Plexico knocks another one out of the park FTW Just forgot to tell mom to save at least SOME of the child support for bail and lawyers.
Yeah... you should be married to your baby's father.
Make him get a paternity test and then sue him for child support. I was born with white, curly hair, while my dad has black hair and my mom has brown hair. When I got into grade school, my hair turned light blonde, and has gotten steadily darker and straighter. Now I'm twenty, and if I didn't dye my hair it would probably be about the same shade as my dad's. So yeah, it definitely can happen.
Paternity test, child support. What a stupid guy. My son was born with dark hair that went ginger. We were baffled. Then one day he was sitting on my husbands lap and we saw it was the same color as the undertones of his facial hair. Then it grew in blond and for a while he had blond hair with red tips. People made stupid comments all the time asking me if I dyed his hair. Then the ginger faded out completely and it was all bright blond. Then I got more stupid comments asking who the father was since we both are brunette. My husband was blond until he was 3 and his brother was platinum blond until he was 7. Now his hair blond on the top and growing in brown underneath. Wow big surprise. *eye roll* Our infant daughter was born with masses of almost black hair, it faded to brown, and now she has patches of light brown/blond with a ginger tint growing in. Kids hair changes. People are dumb.
My daughter was also born with black hair, but now it's faded to a light reddish brown color.
Most babies' hair changes dramatically. I was born with red hair, and although I still have red in my hair (as well as brown) I'm predominantly blonde. Not even strawberry blonde because the red is too hidden to come through enough.
Whoo! I'm rainbow haired too (when I'm not dying it). It's light brown with a definite red tone and some blonde highlights. My eyes were originally really blue, now they're more of a denim blue-gray.
Ha, I was born with dark brown hair and now I'm blonde and both my parents are redheads. Everyone can change their hair/eye color though. The boyfriend is almost as stupid as the person who wrote this FML: http://www.fmylife.com/kids/767
Woot for us! =) I was born with grey-blue eyes, but now they change colours depending on the colours I'm wearing...though usually their some shade of green. =)
Genetics fail. Blonde hair is a recessive trait, it's entirely possible for a person with dark hair to be a carrier for the blonde gene, and if both parents are there's a 25% chance any child will be born blonde. Not to mention hair color at birth is not an indication of what final hair color is. I was born with light hair, and I have dark brown hair. Additionally, despite both of my parents having dark hair, my brother has blonde hair. YDI for having a child with a guy who never took (or probably failed) high school biology.

Given data →
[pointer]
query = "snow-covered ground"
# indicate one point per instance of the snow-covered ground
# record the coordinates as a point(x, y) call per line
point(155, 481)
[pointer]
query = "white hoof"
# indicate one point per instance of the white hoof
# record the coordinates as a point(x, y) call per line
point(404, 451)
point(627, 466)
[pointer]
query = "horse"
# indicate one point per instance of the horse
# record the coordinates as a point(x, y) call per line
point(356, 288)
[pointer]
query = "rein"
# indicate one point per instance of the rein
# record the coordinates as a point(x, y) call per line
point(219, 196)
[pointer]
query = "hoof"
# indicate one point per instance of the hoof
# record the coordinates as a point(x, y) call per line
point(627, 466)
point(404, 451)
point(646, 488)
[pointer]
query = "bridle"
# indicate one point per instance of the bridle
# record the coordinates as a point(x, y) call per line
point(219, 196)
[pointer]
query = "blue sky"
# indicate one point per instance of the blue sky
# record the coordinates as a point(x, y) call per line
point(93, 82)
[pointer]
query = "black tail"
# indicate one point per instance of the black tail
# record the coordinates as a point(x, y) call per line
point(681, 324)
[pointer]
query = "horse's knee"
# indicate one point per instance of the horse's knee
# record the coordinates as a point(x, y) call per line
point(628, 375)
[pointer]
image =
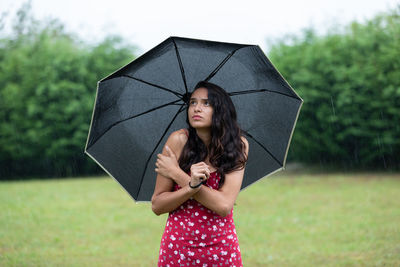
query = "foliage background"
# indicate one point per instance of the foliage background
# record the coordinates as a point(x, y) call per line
point(349, 80)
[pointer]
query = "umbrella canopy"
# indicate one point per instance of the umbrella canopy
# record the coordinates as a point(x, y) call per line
point(140, 105)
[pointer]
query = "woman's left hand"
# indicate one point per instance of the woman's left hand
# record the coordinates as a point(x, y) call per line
point(167, 164)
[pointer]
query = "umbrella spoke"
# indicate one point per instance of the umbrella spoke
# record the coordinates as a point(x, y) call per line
point(180, 65)
point(152, 84)
point(158, 143)
point(131, 117)
point(221, 64)
point(263, 147)
point(259, 91)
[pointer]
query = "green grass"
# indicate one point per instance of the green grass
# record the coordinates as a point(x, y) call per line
point(284, 220)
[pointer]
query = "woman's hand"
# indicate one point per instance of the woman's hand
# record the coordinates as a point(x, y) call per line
point(199, 172)
point(167, 164)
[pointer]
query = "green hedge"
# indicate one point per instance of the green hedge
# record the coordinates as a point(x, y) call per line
point(350, 82)
point(48, 82)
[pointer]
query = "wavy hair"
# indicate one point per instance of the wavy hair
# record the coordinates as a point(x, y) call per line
point(226, 150)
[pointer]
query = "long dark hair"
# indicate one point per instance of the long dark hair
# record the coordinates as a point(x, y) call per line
point(226, 150)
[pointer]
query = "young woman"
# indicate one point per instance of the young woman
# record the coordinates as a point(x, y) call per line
point(199, 175)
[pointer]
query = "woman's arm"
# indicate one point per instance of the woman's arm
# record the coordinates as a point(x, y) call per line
point(163, 199)
point(221, 201)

Exercise instructions →
1 - Reproduce the comment thread word for word, starting with "My daughter was" and going on through "come through enough.".
2 - In the comment thread, what chance does the last comment give that a child will be born blonde when both parents carry the blonde gene?
3 - According to the comment thread, how can two dark-haired parents have a blonde child?

Results for the exercise →
1 -
My daughter was also born with black hair, but now it's faded to a light reddish brown color.
Most babies' hair changes dramatically. I was born with red hair, and although I still have red in my hair (as well as brown) I'm predominantly blonde. Not even strawberry blonde because the red is too hidden to come through enough.

2 - A 25% chance.

3 - Blonde hair is a recessive trait, so a person with dark hair can still carry the blonde gene. If both parents are carriers, there is a 25% chance that any child will be born blonde.